> _Document passage_:
++++++++

Click below to hear from some of our former and current MSc students and get a feel for what it is like to study at the BCI.

Have you considered a career in bioinformatics?

Not all cancer research is conducted at the laboratory bench. Did you know that many cancer researchers come in the form of Bioinformaticians and Data Scientists? Click below to hear about the academic backgrounds of some of the cancer researchers at the BCI working on bioinformatics.

What is your academic background?

Before starting my PhD at the BCI, I studied physics and obtained my BSc and MSc from ETH Zurich in Switzerland. I gained my first experience with quantitative biology in higher education during my master's, where I got in touch with population dynamics and evolutionary theory. Eventually, I investigated mathematical and computational models of cancers for my master's thesis.

Why did you decide to pursue a PhD in computational biology?

To be perfectly honest, my motivation to study computational biology is the same that drove me to study physics. I enjoy developing and using mathematical and computational tools to better understand nature. However, computational biology is a relatively young discipline that is still messy in some parts compared to physics that has a long history. Following one of Steven Weinberg's four golden lessons, I go into the lesser understood field where "creative work could still be done".

Additionally, understanding the biology of cancer has the potential to improve patients' quality of life. I find it motivating to know that my research might help people in the future.

What is an average day is like for you as a computational scientist/mathematical modeller?

The focus of my group lies in mathematical and computational modelling that are then compared to genetic data. In my position, I study the resistance to cancer therapies. My day typically consists of shuffling equations back and forth, then implementing some code and thinking if my model assumptions represent the biology well. Once my model is established, I analyse data to validate my modelling outcomes.

What is your academic background?

I did my undergraduate degree at the University of Bath in Biochemistry. This included a placement year at Southampton Hospital, working in an immunotherapy focused cancer research clinical trials lab.

I then did a Masters in Applied Bioinformatics at Cranfield, which led to a PhD in Bioinformatics at Rothamsted Research, focusing on insect genomics and insecticide resistance.

Why did you decide to study/pursue a career in bioinformatics?

++++++++

> _Actions to take_:
1) Print the passage on bioinformatics careers at the BCI from "I then did a" up to and including "and insecticide resistance.".
2) Supply the next part of the passage on bioinformatics careers at the BCI, beginning right after its final sentence.
The entries play no part in this work.

++++++++

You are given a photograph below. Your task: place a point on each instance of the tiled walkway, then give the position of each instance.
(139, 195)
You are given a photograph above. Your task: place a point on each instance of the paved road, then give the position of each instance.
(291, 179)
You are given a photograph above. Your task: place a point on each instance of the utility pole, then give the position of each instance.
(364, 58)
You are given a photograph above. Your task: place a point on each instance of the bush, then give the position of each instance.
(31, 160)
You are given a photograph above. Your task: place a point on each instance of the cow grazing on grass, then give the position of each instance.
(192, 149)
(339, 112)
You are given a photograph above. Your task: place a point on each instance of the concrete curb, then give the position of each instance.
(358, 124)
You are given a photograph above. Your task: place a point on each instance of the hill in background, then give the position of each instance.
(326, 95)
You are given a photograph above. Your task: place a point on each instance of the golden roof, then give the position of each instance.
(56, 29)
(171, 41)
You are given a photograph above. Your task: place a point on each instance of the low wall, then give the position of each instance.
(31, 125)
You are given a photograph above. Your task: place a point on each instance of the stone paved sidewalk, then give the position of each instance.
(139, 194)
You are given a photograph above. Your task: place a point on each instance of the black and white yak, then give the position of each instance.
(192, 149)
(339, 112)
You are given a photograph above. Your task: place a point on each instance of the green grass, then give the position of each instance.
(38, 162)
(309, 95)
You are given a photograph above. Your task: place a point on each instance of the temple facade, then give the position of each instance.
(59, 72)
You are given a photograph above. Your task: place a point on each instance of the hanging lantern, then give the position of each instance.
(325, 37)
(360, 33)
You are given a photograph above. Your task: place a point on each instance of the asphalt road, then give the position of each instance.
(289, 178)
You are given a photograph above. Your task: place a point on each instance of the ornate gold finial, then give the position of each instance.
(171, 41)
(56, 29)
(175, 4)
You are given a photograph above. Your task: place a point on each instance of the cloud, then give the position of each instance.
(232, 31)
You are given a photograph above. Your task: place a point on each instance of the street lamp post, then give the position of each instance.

++++++++

> _Answers in order_:
1)
I then did a Masters in Applied Bioinformatics at Cranfield, which led to a PhD in Bioinformatics at Rothamsted Research, focusing on insect genomics and insecticide resistance.

2)
During my placement year at Southampton, I realised a couple of things: firstly, I didn’t particularly enjoy wet lab work; and secondly there was lots of data being produced, but no one was trained to analyse it.

After this I decided to choose a Bioinformatics-based final year project. Because I enjoyed this taster of bioinformatics, and because biochemistry jobs without wet-lab work were limited, I signed up for the Master’s degree.

My Masters fully converted me to bioinformatics. I loved the problem solving element and the freedom to work with a wide range of interesting data without having to do all the lab work!

What is an average day is like for you as a bioinformatician?

I’m currently working on patient samples for squamous cell carcinoma (SCC). I’m building a pipeline to process the sequencing data, and identify some genetic markers (e.g. mutations) which could indicate whether a patient with SCC is at a high risk of metastasis. This consists of selecting appropriate tools, writing scripts, troubleshooting the inevitable errors and analysis of the results.

What is your academic background?

I did my BSc at the University of Warwick in Biomedical Science before pursuing an MSc by research at Oxford Brookes University (project title: “Investigation Into Stress Response in Bacteria and Eukaryotes”). I then did my PhD at Oxford Brookes University, where my research looked at “The Role of Stress-Derived Vesicles in the Bystander Effect and Cancer Related Cachexia”.

Why did you decide to study/pursue a career in bioinformatics?

During my MSc and PhD I learned both Python and R and was involved in several bioinformatics based projects. I found I enjoyed the development of various tools to help with my analyses as well as working with large datasets. Bioinformatics allowed me the opportunity to pair my love of biology with my burgeoning computational abilities.

What is an average day is like for you in your current position?

My day is split into running and developing informatics pipelines on our High Performance Compute clusters and burying myself in RStudio analysing data and producing figures. I work on a variety of different projects within my research area, and have to effectively divide myself between them all. Sometimes it’s bashing my head against the wall of ancient software dependencies that don’t want to work, but these are outweighed by the highs of taking a project from just raw sequencing data through to biologically meaningful observations.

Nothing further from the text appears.